Objectives
1. According to the frog-jump problem, what is the expected worst-case time complexity?
2. List every line of the records that contains the word "blue".

Problem:

A small frog wants to get to the other side of the road. The frog is currently located at position X and wants to get to a position greater than or equal to Y. The small frog always jumps a fixed distance, D.
Count the minimal number of jumps that the small frog must perform to reach its target.
Write a function:

class Solution { public int solution(int X, int Y, int D); }

that, given three integers X, Y and D, returns the minimal number of jumps from position X to a position equal to or greater than Y.
For example, given:
X = 10
Y = 85
D = 30
the function should return 3, because the frog will be positioned as follows:
after the first jump, at position 10 + 30 = 40
after the second jump, at position 10 + 30 + 30 = 70
after the third jump, at position 10 + 30 + 30 + 30 = 100
Assume that:
X, Y and D are integers within the range [1..1,000,000,000];
X ≤ Y.
Complexity:
expected worst-case time complexity is O(1);
expected worst-case space complexity is O(1).

Solution

        // Frog problem
	int frogMinimumCount(int X, int Y, int D) {
	    int numberOfJumps = 0;
	    
	    if((Y-X)<D){
	    	numberOfJumps = 1;
	    }
		if((Y-X)%D == 0){
			numberOfJumps = (Y-X)/D;
	    }else{
	    	numberOfJumps = ((Y-X)/D)+1;
	    }
		
		return numberOfJumps;
	}

Material provided
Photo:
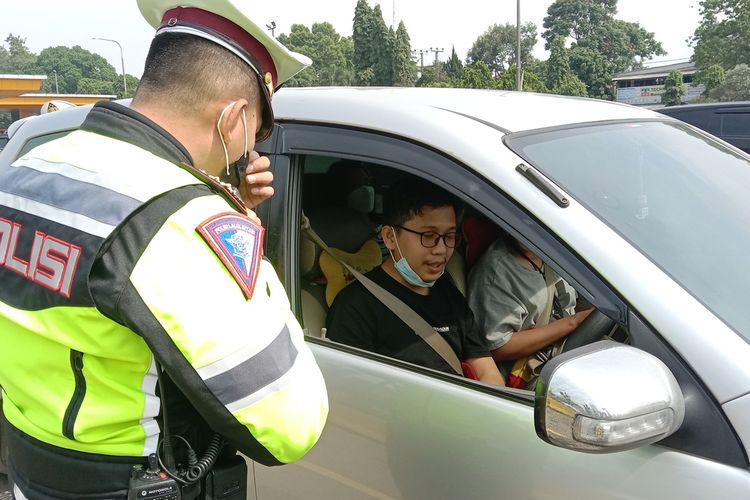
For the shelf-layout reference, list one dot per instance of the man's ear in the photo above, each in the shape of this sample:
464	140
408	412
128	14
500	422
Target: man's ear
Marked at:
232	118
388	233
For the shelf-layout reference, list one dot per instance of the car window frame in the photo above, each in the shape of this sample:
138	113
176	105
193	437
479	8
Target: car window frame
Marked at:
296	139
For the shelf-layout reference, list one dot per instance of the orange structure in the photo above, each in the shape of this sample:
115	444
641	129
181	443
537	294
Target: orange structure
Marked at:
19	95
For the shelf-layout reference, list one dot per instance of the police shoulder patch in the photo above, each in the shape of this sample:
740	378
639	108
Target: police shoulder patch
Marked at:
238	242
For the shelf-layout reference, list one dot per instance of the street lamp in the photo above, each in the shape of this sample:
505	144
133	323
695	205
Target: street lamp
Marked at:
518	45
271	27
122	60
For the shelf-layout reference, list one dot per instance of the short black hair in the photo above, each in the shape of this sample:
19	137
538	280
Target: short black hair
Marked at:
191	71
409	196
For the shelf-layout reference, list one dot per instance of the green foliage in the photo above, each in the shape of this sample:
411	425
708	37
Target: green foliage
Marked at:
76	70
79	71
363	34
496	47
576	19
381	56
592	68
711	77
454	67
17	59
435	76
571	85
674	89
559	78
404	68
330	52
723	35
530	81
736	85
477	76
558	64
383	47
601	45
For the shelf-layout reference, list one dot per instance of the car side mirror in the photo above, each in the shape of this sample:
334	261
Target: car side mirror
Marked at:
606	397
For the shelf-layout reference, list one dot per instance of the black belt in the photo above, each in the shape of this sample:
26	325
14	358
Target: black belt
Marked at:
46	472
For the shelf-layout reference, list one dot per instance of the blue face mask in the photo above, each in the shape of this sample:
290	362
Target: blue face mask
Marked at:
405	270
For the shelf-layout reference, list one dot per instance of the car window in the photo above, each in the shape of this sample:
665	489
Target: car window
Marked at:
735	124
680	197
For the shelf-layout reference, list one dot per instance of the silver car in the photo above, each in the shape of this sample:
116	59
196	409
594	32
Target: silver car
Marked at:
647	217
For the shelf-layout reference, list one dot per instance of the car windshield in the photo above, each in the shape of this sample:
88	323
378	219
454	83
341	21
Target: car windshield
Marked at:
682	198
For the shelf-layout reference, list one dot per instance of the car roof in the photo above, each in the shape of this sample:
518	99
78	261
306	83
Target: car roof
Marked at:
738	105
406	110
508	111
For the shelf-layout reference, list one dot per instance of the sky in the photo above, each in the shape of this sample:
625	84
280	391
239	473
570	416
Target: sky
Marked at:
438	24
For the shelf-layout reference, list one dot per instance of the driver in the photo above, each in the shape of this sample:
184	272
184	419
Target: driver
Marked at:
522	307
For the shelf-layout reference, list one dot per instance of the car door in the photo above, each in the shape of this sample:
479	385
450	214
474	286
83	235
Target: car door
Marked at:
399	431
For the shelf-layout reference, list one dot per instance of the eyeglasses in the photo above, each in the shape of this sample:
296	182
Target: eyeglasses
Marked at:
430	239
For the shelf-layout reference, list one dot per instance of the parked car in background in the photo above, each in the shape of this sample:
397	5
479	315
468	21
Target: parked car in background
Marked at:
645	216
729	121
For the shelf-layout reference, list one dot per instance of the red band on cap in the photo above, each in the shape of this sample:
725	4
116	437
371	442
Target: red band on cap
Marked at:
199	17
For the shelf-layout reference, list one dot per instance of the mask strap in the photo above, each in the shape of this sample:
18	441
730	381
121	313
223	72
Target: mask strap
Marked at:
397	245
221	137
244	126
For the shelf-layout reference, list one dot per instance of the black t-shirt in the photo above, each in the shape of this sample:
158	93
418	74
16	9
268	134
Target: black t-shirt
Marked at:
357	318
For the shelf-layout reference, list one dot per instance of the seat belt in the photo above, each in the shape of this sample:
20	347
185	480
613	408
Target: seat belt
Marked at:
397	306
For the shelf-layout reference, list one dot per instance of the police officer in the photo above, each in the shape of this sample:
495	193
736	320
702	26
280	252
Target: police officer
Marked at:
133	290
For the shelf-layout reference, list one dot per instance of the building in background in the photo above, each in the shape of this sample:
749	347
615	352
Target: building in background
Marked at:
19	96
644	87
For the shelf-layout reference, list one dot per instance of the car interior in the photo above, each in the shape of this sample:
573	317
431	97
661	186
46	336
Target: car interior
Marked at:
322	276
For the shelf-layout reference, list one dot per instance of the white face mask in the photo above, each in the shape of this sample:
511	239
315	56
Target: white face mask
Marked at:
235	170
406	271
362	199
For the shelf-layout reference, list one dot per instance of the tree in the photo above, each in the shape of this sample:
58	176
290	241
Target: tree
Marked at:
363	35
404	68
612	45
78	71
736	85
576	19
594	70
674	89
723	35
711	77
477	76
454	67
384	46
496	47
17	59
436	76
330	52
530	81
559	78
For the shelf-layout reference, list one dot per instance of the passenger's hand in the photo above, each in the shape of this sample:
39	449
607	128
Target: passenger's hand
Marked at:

--

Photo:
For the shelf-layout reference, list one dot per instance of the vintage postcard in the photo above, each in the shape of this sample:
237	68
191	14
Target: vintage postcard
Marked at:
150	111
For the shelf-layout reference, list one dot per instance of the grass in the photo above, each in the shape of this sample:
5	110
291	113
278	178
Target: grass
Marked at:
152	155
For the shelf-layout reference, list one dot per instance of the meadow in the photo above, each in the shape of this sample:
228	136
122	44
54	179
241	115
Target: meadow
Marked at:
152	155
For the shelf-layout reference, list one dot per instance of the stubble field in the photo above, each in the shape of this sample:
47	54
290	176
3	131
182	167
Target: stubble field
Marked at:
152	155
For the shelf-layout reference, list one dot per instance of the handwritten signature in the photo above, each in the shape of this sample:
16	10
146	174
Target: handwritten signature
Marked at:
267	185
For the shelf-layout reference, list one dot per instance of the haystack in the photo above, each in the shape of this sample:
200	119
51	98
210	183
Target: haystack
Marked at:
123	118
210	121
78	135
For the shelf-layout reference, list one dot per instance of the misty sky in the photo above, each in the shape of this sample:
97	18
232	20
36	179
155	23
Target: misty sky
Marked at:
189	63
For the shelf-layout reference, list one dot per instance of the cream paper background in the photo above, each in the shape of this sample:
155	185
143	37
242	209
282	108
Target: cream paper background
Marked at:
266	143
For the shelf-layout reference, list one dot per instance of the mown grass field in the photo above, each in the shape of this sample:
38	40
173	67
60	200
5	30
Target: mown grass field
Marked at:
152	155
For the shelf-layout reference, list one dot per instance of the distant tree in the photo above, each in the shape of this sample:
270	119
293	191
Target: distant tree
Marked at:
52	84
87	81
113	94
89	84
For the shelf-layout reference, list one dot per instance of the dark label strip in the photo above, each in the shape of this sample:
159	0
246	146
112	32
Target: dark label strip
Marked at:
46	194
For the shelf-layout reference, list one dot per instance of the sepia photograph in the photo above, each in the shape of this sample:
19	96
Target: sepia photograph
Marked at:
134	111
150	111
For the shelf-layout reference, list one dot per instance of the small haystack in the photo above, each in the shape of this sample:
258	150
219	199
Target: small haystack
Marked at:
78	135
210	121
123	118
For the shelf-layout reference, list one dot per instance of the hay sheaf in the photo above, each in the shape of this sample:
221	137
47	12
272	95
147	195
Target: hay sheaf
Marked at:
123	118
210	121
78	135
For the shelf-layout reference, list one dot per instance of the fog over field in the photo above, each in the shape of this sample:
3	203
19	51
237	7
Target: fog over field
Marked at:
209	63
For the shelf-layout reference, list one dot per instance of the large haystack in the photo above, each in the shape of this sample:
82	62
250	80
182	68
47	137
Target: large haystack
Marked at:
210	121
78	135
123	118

Solutions in order
1. O(1)

2.
For the shelf-layout reference, list one dot per instance of the blue face mask in the photo above, each in the shape of this sample:
Target: blue face mask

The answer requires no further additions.